- **Exercise requirements**:
Copy every line of the material below word for word.

- **Supplied data**:
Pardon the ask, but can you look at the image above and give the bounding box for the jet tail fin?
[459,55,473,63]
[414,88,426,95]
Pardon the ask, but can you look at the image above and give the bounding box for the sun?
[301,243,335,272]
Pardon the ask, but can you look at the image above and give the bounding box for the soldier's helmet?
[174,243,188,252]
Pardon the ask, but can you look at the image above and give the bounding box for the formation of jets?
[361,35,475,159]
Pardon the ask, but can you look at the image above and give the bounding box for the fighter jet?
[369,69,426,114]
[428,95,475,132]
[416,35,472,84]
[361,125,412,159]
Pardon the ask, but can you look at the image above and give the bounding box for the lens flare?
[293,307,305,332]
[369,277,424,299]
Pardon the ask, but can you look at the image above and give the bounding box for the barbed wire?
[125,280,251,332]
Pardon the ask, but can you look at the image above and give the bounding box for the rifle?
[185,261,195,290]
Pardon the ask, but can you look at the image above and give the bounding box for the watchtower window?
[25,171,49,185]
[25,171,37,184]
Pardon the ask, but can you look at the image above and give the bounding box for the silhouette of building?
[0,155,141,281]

- **Task answer**:
Pardon the ask, but can you look at the image above and give the bounding box for the jet tail fin?
[459,55,473,63]
[414,88,426,95]
Pardon the ask, but can you look at the image above and give the bounding box for the sun?
[301,243,335,272]
Pardon the ask, but can you look at the image above and give the bounding box for the soldier's helmet?
[174,243,188,252]
Pardon the ask, but can you look at the image above and give the bounding box for the formation of jets?
[361,35,475,159]
Pardon the ask, but can you look at the image above and give the bounding box for the fighter jet?
[369,69,426,114]
[428,95,475,132]
[416,35,472,84]
[361,125,412,159]
Pardon the ask, but can you look at the image above and give the bounding box for the lens flare?
[293,307,305,332]
[369,277,424,299]
Pardon the ask, but can you look at the image above and give the bounding box for the barbed wire?
[125,280,251,332]
Pardon the ask, but can you look at the image above and give the bounding box for the rifle?
[185,261,195,290]
Pardon the ask, but can you look at the image above and give the bounding box for the watchtower window?
[25,171,49,185]
[25,171,37,184]
Pardon the ask, but can you look at the image above and give the bounding box for the silhouette of building?
[0,155,141,281]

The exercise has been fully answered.